┌─ Dataset records

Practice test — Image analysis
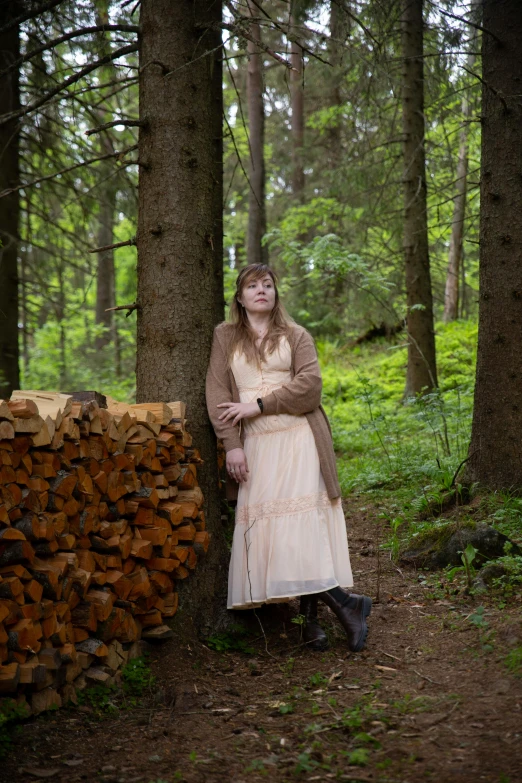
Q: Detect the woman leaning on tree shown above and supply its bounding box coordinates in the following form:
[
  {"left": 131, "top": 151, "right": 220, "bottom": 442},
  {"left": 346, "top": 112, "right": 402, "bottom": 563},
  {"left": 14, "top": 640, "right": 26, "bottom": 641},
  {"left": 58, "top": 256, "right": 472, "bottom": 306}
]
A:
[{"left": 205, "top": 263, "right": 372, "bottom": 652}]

└─
┌─ Dataset records

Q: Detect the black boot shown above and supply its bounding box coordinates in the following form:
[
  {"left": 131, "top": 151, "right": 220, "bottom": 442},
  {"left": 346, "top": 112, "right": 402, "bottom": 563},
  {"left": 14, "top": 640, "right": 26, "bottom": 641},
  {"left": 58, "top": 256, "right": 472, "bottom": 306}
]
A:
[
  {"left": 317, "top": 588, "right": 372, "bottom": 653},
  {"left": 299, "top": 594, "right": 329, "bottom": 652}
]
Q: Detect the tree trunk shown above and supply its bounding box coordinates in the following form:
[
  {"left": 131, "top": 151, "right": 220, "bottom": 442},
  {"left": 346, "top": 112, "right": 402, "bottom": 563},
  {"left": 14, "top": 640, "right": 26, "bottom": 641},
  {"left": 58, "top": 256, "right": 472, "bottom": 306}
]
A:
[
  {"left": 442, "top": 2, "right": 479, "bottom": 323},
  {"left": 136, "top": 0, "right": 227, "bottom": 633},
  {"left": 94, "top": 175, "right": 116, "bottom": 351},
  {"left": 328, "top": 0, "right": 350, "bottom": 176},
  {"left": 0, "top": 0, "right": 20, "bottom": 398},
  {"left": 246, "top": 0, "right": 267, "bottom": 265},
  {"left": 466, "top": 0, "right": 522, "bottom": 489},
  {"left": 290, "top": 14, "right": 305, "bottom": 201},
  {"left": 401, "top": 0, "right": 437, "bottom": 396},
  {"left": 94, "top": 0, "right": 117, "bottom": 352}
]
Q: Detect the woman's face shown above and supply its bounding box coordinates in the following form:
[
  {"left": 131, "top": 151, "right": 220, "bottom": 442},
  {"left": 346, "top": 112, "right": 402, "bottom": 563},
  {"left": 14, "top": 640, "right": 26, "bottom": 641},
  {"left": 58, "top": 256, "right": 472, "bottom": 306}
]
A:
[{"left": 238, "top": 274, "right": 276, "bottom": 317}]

└─

Task directions → Read the lines above. Gather those in which the string "tree" is found.

Task result →
Q: Detect the woman leaning on tree shown above and supply its bounding box coordinates in the following form:
Q: Detect the tree trunk shown above and supply its bounding box coordinates in the following form:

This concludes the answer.